What is required>
Identify every line below that contains the word "soccer" and copy each of those lines. Letter case matters.

Given information>

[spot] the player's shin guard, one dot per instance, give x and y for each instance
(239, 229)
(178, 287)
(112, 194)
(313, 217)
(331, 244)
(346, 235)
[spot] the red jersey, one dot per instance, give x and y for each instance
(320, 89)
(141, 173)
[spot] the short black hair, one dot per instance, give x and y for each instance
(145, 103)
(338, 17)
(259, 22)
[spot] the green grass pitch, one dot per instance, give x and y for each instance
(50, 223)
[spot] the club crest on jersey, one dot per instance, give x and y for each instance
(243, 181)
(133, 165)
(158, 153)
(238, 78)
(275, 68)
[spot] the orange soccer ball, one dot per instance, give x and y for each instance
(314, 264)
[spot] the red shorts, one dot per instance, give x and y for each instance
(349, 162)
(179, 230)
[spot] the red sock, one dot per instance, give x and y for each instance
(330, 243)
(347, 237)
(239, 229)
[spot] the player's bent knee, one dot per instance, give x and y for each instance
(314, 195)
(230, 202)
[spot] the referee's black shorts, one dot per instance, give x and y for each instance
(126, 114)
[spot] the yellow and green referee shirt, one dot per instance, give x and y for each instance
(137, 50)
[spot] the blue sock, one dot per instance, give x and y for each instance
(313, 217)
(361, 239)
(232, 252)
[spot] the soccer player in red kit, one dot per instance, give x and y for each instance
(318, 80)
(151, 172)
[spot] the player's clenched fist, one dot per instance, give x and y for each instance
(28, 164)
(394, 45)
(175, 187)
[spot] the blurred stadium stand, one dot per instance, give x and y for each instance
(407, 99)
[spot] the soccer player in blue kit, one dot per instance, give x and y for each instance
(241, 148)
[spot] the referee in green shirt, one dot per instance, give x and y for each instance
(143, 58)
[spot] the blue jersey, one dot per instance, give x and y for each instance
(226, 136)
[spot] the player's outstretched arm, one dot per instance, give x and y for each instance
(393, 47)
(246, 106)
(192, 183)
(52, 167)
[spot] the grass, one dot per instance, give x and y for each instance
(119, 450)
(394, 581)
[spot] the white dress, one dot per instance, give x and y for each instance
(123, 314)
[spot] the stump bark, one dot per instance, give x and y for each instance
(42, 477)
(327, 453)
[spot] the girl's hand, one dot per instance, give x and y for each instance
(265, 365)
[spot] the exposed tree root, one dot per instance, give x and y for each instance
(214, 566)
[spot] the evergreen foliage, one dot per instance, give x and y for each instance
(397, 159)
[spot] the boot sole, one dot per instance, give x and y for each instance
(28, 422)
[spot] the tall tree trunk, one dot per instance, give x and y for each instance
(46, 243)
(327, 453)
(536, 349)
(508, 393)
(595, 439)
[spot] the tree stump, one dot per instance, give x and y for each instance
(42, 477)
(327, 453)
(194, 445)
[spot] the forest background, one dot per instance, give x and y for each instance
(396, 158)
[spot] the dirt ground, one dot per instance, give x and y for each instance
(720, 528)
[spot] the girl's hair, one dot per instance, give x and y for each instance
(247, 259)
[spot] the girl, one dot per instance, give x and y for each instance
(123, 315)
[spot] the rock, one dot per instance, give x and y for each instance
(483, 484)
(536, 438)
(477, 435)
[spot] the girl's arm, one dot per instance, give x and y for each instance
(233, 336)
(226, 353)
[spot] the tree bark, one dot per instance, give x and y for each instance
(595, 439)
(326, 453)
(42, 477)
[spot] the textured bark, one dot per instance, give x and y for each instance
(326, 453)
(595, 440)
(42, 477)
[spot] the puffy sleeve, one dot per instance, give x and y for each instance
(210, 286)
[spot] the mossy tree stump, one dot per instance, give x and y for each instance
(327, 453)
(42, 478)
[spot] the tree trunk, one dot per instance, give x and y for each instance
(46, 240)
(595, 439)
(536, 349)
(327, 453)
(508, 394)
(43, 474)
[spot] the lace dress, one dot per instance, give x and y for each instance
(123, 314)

--

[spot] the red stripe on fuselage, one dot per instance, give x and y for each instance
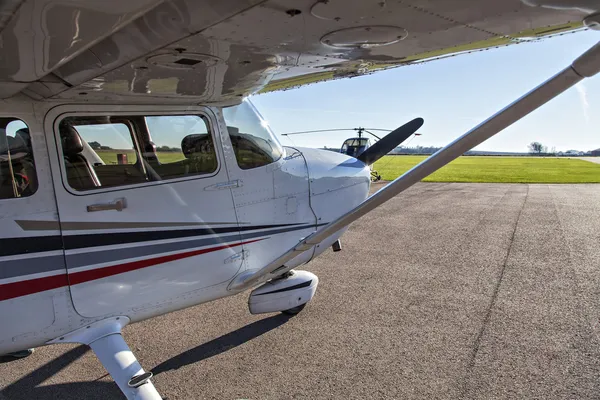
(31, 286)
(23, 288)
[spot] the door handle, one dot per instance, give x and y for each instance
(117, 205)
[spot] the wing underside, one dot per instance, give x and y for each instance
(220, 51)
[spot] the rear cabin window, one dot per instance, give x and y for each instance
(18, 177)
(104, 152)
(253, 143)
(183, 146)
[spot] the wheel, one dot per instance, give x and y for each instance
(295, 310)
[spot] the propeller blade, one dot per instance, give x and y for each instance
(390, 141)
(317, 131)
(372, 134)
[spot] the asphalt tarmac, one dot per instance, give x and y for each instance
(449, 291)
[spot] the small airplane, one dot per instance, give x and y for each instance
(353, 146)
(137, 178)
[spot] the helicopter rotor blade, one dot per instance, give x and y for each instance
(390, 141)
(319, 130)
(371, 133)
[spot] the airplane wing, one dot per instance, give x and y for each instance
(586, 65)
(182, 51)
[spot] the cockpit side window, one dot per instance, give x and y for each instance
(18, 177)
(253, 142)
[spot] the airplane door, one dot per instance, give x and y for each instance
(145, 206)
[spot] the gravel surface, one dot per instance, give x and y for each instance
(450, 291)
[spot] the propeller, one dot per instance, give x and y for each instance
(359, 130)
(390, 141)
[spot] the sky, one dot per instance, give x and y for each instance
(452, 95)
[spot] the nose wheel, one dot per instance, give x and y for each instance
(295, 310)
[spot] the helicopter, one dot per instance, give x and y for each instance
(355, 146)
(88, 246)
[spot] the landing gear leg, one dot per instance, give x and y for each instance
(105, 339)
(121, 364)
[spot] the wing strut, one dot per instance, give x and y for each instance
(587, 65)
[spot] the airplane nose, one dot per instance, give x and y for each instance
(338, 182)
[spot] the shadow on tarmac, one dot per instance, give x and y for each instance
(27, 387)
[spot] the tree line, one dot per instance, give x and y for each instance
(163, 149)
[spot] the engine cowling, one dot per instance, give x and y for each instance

Completed exercise>
[spot] the orange soccer ball, one dot per instance, give x and y for each instance
[spot] the soccer player in red kit, one dot per instance, give x and y for each instance
[spot] the soccer player in blue kit, one dot per instance, give x and y for each instance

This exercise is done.